━━━ Records supplied ━━━
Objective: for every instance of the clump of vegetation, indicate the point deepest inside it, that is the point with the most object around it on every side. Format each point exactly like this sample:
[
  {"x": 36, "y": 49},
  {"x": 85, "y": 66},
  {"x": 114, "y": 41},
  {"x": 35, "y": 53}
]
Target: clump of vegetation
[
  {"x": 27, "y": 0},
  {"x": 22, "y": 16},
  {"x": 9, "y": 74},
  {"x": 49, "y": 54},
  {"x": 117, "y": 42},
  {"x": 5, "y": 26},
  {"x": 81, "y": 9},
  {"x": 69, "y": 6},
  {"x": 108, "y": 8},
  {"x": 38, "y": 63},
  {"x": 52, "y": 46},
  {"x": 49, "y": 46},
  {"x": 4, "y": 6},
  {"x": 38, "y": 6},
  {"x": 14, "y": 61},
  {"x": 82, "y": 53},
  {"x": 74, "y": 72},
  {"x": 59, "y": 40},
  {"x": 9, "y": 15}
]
━━━
**Work to do:** Add 33 to every x and y coordinate in the answers, and write out all the records again in full, requests included. Leave the numbers in the requests and their format samples unchanged.

**Complete response:**
Objective: for every instance of the clump of vegetation, indicate the point deepest inside it, that is the point with the most object around it on every side. Format each point exactly like this sample:
[
  {"x": 36, "y": 49},
  {"x": 85, "y": 66},
  {"x": 114, "y": 41},
  {"x": 35, "y": 53}
]
Target: clump of vegetation
[
  {"x": 60, "y": 33},
  {"x": 55, "y": 49},
  {"x": 42, "y": 107},
  {"x": 82, "y": 87},
  {"x": 150, "y": 75},
  {"x": 38, "y": 59},
  {"x": 114, "y": 42},
  {"x": 102, "y": 39},
  {"x": 141, "y": 41},
  {"x": 71, "y": 96},
  {"x": 85, "y": 79},
  {"x": 82, "y": 79},
  {"x": 37, "y": 39},
  {"x": 71, "y": 39},
  {"x": 47, "y": 94},
  {"x": 115, "y": 86},
  {"x": 107, "y": 105},
  {"x": 92, "y": 73},
  {"x": 42, "y": 48}
]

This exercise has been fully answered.